EXERCISE TEXT:
:::::
How Swiss markets help pay for Russia’s war in Ukraine
Commodity markets are in the spotlight as Russia keeps selling its oil and gas through specialized dealers in Switzerland. The business brings in billions of dollars that could be used to fight the war in Ukraine…
Hidden away in the Alps, Switzerland is known for being a major banking center. Commodity trading, on the other hand, makes fewer headlines, but this business is much more important. This may seem strange for a country far away from major trade routes, without access to the ocean and without former colonies or any significant raw materials of its own. Still, the country is one of the world’s most important trading centers for raw materials.
“In Switzerland, the industry has a significantly larger share of gross domestic product than tourism or the machine industry,” Oliver Classen, from the Swiss nongovernmental organization Public Eye, told DW.
Huge transactions are made here in near secrecy. According to a government report from 2018, the trade volume processed via Switzerland was estimated at almost $1 trillion (€906 billion). The five largest Swiss companies in terms of sales are not banks or pharmaceutical companies, but commodity traders. Most of the 900 companies active in commodity trading are based in Geneva, Zug or Lugano.
Russian commodities often go through Switzerland
About one-third of the oil traded worldwide is bought and sold in Geneva. Likewise, two-thirds of the global trade in base metals such as zinc, copper and aluminum, and two-thirds of internationally traded grains are processed in Switzerland.
Russia, with all its oil and gas, is no stranger to the country. According to a report by the Swiss embassy in Moscow, around 80% of Russian raw materials are sold via Switzerland.
Oil and gas exports are the main source of income for President Vladimir Putin. Together they make up between 30%-40% of the Russian state budget. In 2021 alone, Russian state-owned companies earned around $180 billion from oil exports.
:::::
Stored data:
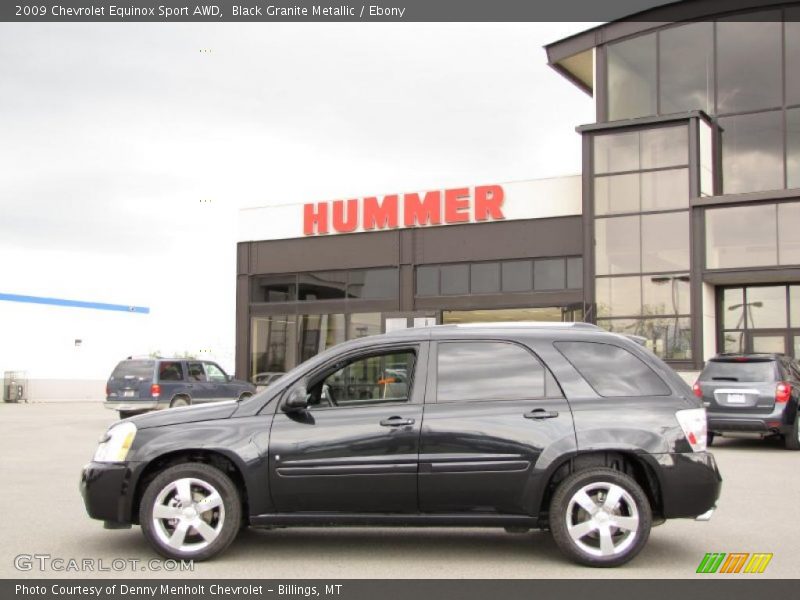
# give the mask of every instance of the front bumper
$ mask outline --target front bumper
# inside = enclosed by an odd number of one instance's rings
[[[138,520],[133,502],[141,464],[91,462],[83,467],[80,491],[91,518],[115,524]]]
[[[716,507],[722,476],[710,452],[653,455],[667,519],[695,518]]]

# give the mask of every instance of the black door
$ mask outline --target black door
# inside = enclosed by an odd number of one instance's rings
[[[517,344],[437,346],[429,376],[436,401],[425,406],[420,443],[420,509],[530,514],[543,484],[540,455],[575,449],[555,379]]]
[[[427,344],[329,364],[308,379],[309,408],[278,409],[270,490],[280,512],[416,512]]]

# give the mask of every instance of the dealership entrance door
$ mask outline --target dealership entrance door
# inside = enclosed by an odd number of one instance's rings
[[[800,285],[717,288],[720,352],[800,358]]]

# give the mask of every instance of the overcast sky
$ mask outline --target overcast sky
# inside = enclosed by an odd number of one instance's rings
[[[0,292],[229,360],[240,207],[580,172],[592,25],[0,24]]]

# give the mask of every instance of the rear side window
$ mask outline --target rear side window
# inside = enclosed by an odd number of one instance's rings
[[[709,361],[700,381],[776,381],[773,361]]]
[[[123,360],[114,369],[111,379],[150,379],[155,362],[152,360]]]
[[[437,402],[545,397],[544,367],[516,344],[441,342],[438,354]],[[554,381],[553,385],[557,388]],[[555,395],[560,396],[560,390]]]
[[[601,396],[669,396],[670,389],[644,361],[625,348],[597,342],[555,342]]]
[[[177,361],[165,361],[158,365],[159,381],[183,381],[183,367]]]

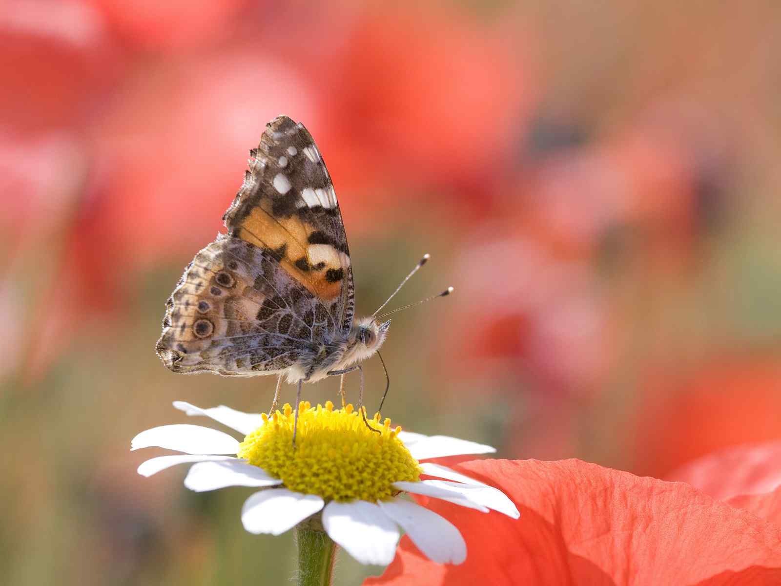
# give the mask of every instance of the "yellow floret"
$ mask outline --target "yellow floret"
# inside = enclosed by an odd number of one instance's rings
[[[294,415],[286,403],[281,413],[263,417],[237,456],[281,478],[285,488],[326,500],[373,502],[398,492],[392,483],[419,480],[418,462],[399,440],[401,427],[390,429],[390,419],[380,424],[377,413],[369,420],[378,434],[366,428],[352,405],[334,409],[330,401],[316,407],[301,402],[294,446]]]

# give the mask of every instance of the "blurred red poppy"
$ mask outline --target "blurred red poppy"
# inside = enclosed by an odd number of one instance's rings
[[[665,477],[706,454],[781,438],[781,368],[773,357],[722,359],[660,376],[640,401],[631,442],[639,474]]]
[[[781,441],[744,444],[697,458],[670,472],[714,498],[772,492],[781,486]]]
[[[534,99],[522,34],[431,6],[364,15],[319,72],[334,175],[348,188],[392,177],[396,201],[432,184],[483,201],[505,180]]]
[[[366,584],[775,584],[781,528],[685,483],[579,460],[485,460],[455,466],[497,486],[519,520],[444,502],[426,506],[464,535],[461,566],[430,562],[406,537]]]

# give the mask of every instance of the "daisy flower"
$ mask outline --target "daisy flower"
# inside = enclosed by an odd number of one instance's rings
[[[279,535],[308,523],[358,562],[386,565],[394,559],[401,529],[432,561],[459,564],[466,559],[466,545],[458,530],[430,509],[401,498],[403,493],[519,516],[497,488],[425,461],[494,452],[489,445],[392,429],[390,420],[380,423],[379,414],[374,417],[378,434],[366,428],[351,405],[337,409],[328,401],[316,407],[301,403],[294,446],[289,405],[271,417],[224,406],[201,409],[177,401],[173,406],[210,417],[244,435],[244,441],[197,425],[154,427],[134,438],[131,449],[156,446],[184,453],[146,460],[138,473],[148,477],[193,463],[184,479],[191,490],[261,488],[241,510],[241,522],[251,533]]]

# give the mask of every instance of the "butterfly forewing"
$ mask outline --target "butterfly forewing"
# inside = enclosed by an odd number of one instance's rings
[[[228,234],[196,255],[166,303],[156,349],[177,372],[301,370],[351,325],[347,239],[311,135],[280,116],[251,156]]]
[[[274,252],[342,331],[352,323],[352,269],[341,213],[312,135],[287,116],[270,122],[223,220],[228,234]]]

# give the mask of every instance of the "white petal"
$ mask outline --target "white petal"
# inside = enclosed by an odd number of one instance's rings
[[[465,506],[468,509],[476,509],[478,511],[488,513],[487,507],[484,507],[483,505],[467,498],[459,492],[438,486],[432,486],[428,484],[432,481],[421,481],[419,482],[399,481],[393,483],[393,485],[400,491],[406,491],[407,492],[412,492],[415,495],[433,496],[436,498],[441,498],[444,501],[450,501],[456,505]]]
[[[138,466],[138,473],[141,476],[150,477],[156,474],[160,470],[170,468],[177,464],[191,464],[193,462],[209,462],[211,460],[231,460],[237,459],[230,456],[185,456],[177,454],[176,456],[160,456],[152,458],[146,462],[142,462]]]
[[[452,491],[455,493],[469,498],[478,505],[493,509],[503,513],[513,519],[521,516],[518,509],[507,495],[498,488],[487,484],[464,484],[461,482],[449,482],[448,481],[422,481],[429,486]],[[449,498],[446,500],[450,500]]]
[[[399,532],[379,506],[366,501],[331,501],[323,509],[326,533],[361,563],[393,561]]]
[[[448,481],[457,481],[458,482],[464,482],[467,484],[488,486],[484,482],[480,482],[474,478],[464,476],[463,474],[456,472],[452,468],[448,468],[447,466],[442,466],[441,464],[435,464],[433,462],[424,462],[420,465],[420,467],[423,469],[423,473],[428,474],[429,476],[436,476],[439,478],[447,478]]]
[[[130,449],[158,446],[186,454],[235,454],[239,442],[226,433],[200,425],[163,425],[141,431],[130,441]]]
[[[230,462],[201,462],[190,469],[184,486],[196,492],[215,491],[227,486],[275,486],[282,481],[262,468],[238,459]]]
[[[323,508],[323,498],[287,488],[256,492],[244,502],[241,523],[250,533],[280,535]]]
[[[245,413],[220,405],[217,407],[201,409],[184,401],[174,401],[173,406],[187,415],[205,415],[223,425],[234,429],[240,434],[248,435],[263,424],[260,413]]]
[[[429,436],[423,435],[423,434],[414,434],[412,431],[401,431],[398,432],[397,436],[408,448],[414,444],[415,441],[420,441],[428,438]]]
[[[462,563],[466,559],[466,544],[455,526],[414,502],[402,498],[378,501],[383,512],[409,535],[412,543],[437,563]]]
[[[411,444],[407,444],[405,441],[405,444],[409,449],[409,453],[416,460],[444,458],[446,456],[461,456],[462,454],[490,454],[496,452],[496,448],[490,445],[458,438],[450,438],[447,435],[432,435]]]

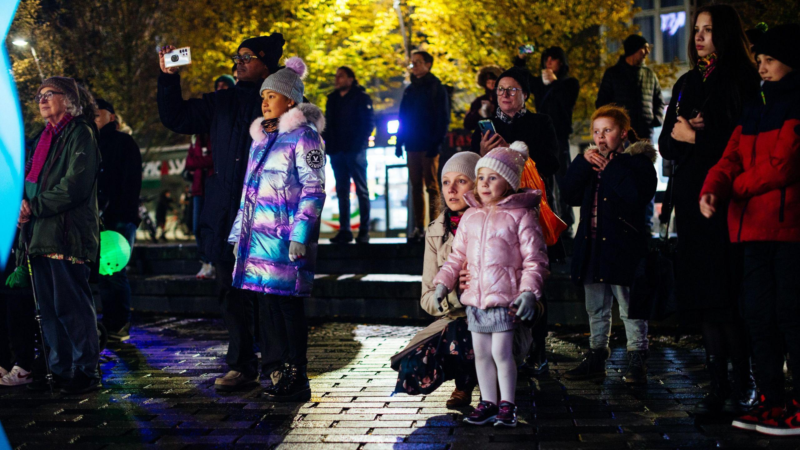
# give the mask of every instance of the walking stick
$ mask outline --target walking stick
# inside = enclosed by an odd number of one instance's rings
[[[45,375],[45,380],[47,381],[47,384],[50,387],[50,395],[55,395],[53,390],[53,372],[50,371],[50,359],[47,357],[47,344],[45,344],[45,331],[44,328],[42,327],[42,309],[39,307],[39,300],[36,296],[36,284],[34,283],[34,269],[30,267],[30,254],[28,253],[28,241],[25,241],[25,259],[28,263],[28,275],[30,276],[30,288],[34,291],[34,305],[36,307],[36,323],[39,325],[39,342],[42,344],[42,355],[44,356],[45,367],[46,368],[47,373]]]

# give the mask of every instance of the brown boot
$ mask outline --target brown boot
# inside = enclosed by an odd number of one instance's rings
[[[458,388],[453,390],[450,398],[447,399],[447,408],[461,408],[470,406],[472,403],[472,392],[459,391]]]

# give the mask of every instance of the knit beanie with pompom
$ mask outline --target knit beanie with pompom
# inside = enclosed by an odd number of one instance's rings
[[[475,175],[478,175],[481,167],[491,169],[506,179],[511,189],[516,191],[519,189],[520,178],[527,159],[528,146],[522,141],[514,141],[509,147],[492,149],[481,158],[475,165]]]
[[[306,63],[297,56],[293,56],[284,62],[286,67],[272,74],[261,85],[258,94],[265,90],[272,90],[286,95],[295,103],[302,103],[302,96],[306,86],[302,80],[308,74]]]

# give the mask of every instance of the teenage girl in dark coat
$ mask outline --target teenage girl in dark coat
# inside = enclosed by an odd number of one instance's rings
:::::
ACTIVITY LIST:
1. Transcribe the passage on Swiss commodity trading, starting at "Russian commodities often" and ending at "sold via Switzerland.".
2. Write the next part of the passage on Swiss commodity trading, picking up after its final sentence.
The records form a body of material separate from the passage on Swiss commodity trading.

ANSWERS TO THE EXERCISE:
1.
Russian commodities often go through Switzerland
About one-third of the oil traded worldwide is bought and sold in Geneva. Likewise, two-thirds of the global trade in base metals such as zinc, copper and aluminum, and two-thirds of internationally traded grains are processed in Switzerland.
Russia, with all its oil and gas, is no stranger to the country. According to a report by the Swiss embassy in Moscow, around 80% of Russian raw materials are sold via Switzerland.

2.
With the war raging in Ukraine, Swiss politicians are becoming more critical. “Switzerland must now turn off the tap of Russian war financing,” demanded Cedric Wermuth from the Swiss Social Democrats on SRF radio. Indeed, the country is in a unique position to cut off the commodity trade and the fortunes of rich Russians. So far, however, the sanctions imposed by the EU and the US have not affected trade in raw materials, even though American will no longer import Russian oil.
True to its history, Switzerland maintains its neutral status and does not impose sanctions on its own. The country’s embargo law means it can only join sanctions others have put in place, so the country only steps up if pressured after major trading partners or the UN Security Council decide on economic sanctions.
Swiss efficiency for the commodities trade
Commodities are often traded directly between governments and through commodity exchanges. Companies in Switzerland have specialized in the direct sale of commodities, because they have enough money to handle the trade in the first place.
Depending on the current price of oil, a single tanker load of crude oil can come in at $100 million. That is money most companies don’t just have sitting around. But Switzerland was at the forefront of developing financing instruments for such big transactions.
In these transactions, letters of credit are often used. A bank gives the dealer a loan and temporarily becomes the owner of the goods. As soon as the buyer has paid the bank for the raw materials, the ownership of the raw materials is handed over. As a result, the retailer has a large credit line and the bank has the commodities as security.